START

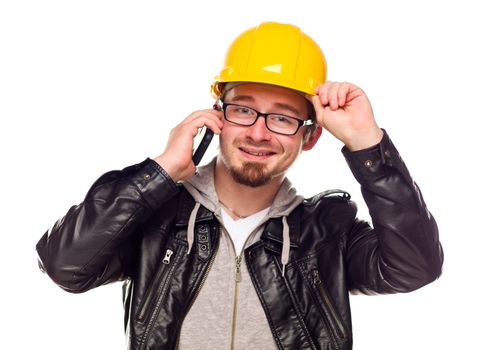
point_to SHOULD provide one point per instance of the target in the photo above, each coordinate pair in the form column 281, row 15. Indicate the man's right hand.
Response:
column 176, row 159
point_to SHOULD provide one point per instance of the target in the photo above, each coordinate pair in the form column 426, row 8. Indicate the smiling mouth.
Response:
column 257, row 153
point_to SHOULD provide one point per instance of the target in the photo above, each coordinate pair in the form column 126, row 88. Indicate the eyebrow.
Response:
column 285, row 106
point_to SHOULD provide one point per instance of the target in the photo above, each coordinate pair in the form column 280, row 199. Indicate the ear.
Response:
column 312, row 140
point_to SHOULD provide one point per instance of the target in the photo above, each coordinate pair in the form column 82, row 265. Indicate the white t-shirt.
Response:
column 240, row 229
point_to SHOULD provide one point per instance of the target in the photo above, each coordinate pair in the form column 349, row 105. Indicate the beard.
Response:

END

TASK DESCRIPTION: Restate the data above exactly, stripping out each image.

ANSWER TO THE PROBLEM:
point_to SHOULD provide one point per instance of the target in the photo above, each coordinate pair in the form column 281, row 15. Indicate the man's right hand.
Response:
column 176, row 159
point_to SHOULD provide one point per instance of the target in the photo above, each coordinate pair in the form column 426, row 8. Indicate the smiling mouth.
Response:
column 257, row 153
point_to SHOULD provide one point per instance of the target in the photo above, each coordinate pair in the form column 126, row 88. Indicate the eyebrow.
Response:
column 285, row 106
point_to SHOULD provide one point per instance of the target in the photo above, each coordinate pair in the form column 280, row 199. Indicate the ear.
Response:
column 312, row 140
point_to SHOULD provide one point per instance of the target in the photo above, each coordinate pair in the form column 82, row 265. Indicate the white t-shirt.
Response:
column 240, row 229
point_to SHOULD provide one point per instance of the target in the photo above, each coordinate pair in the form column 349, row 105. Indicate the beard.
Response:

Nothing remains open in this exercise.